» **PASSAGE CHOISI**
==========

Je me sentais entièrement dépouillé de moi-même, ne m’appartenant plus, et je crus un instant qu’allait s’ouvrir enfin en moi l’intuition, le plus haut satori, aussi essayai-je de prolonger cet état le plus possible pour voir ce qui allait se passer.
Au fond, je suis incapable de le décrire, mais je le sens parfaitement : je flottais dans le cosmos, je n’étais plus attaché à rien et cependant je sentais admirablement que l’univers formait un tout dont j’étais à la fois solitaire et indépendant. Surtout je me sentais incroyablement libre, je ne subissais plus aucune des séductions habituelles de la pensée ou du corps (de maya). C’était merveilleux ! Toutefois je savais, durant que j’étais le sujet de cette expérience, que cet état n’était pas complet — que quelque chose de plus aurait dû venir (se produire).
(p.71) 26-8-56
Il n’y a guère de doute que ce sont les états poétiques de complète disponibilité qui, par les puissants effets qu’ils produisent en nous, nous permettent d’accéder naturellement à une vie supérieure illuminée. Rien ne ressemble moins à ce que l’on entend habituellement par mystique (ou alors il faut enfin la définir).
Habituellement les états poétiques nous retiennent par leur séduction particulière ou séparée, par ce qui résulte ou se dégage de l’espèce de tension qui les a provoqués. Nous demeurons « accrochés » à la jouissance qu’ils provoquent en nous, même lorsqu’elle est triste ou amère. En général, plus nous nous complaisons dans cette jouissance, plus nous nous éloignons de l’illumination ou de l’éveil auquel la poésie peut donner lieu. Certes, cette complaisance est très favorable à l’écriture, car c’est en général dans la passivité jouisseuse que s’élèvent, en nous, les mots qui formeront le poème. Mais nous nous éloignons cependant de la pure expérience poétique qui n’a pas d’objet, car ce sont les choses telles qu’elles sont.

==========

» **DÉTAILS DE L'EXERCICE**
Pourriez-vous recopier à l'identique l'extrait du passage choisi qui va de « Au fond, je » jusqu'à « venir (se produire). » inclus ? Les enregistrements n'ont aucun rapport avec le passage choisi.

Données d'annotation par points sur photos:
==========

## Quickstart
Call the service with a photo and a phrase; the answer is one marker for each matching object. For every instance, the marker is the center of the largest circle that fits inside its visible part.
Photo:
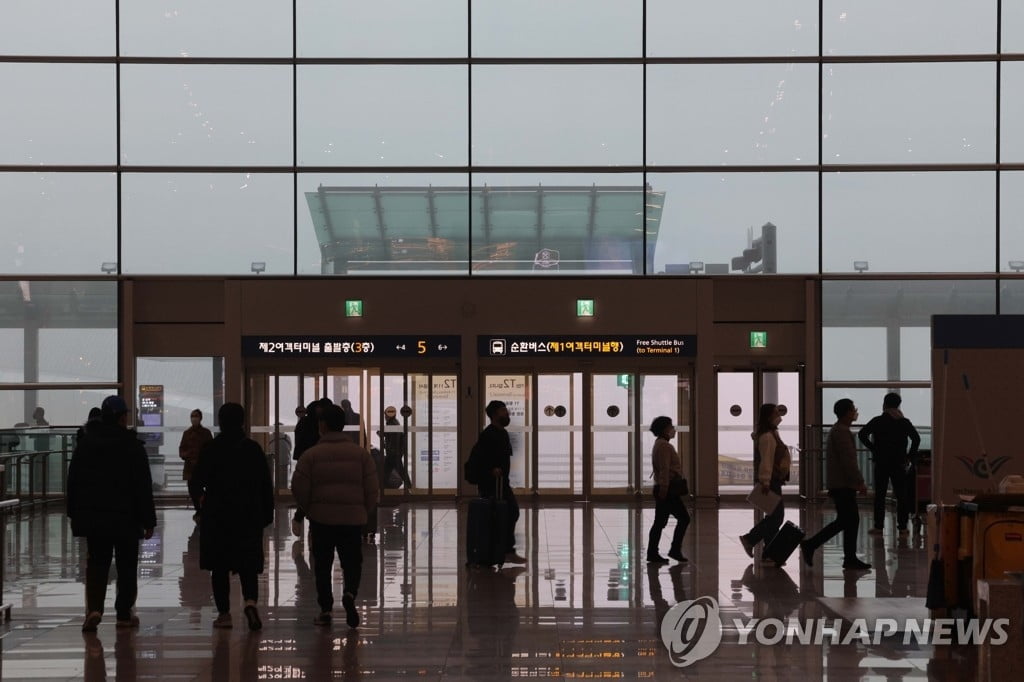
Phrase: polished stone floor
(585, 606)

==========

» **RÉPONSE COMPLÈTE**
Au fond, je suis incapable de le décrire, mais je le sens parfaitement : je flottais dans le cosmos, je n’étais plus attaché à rien et cependant je sentais admirablement que l’univers formait un tout dont j’étais à la fois solitaire et indépendant. Surtout je me sentais incroyablement libre, je ne subissais plus aucune des séductions habituelles de la pensée ou du corps (de maya). C’était merveilleux ! Toutefois je savais, durant que j’étais le sujet de cette expérience, que cet état n’était pas complet — que quelque chose de plus aurait dû venir (se produire).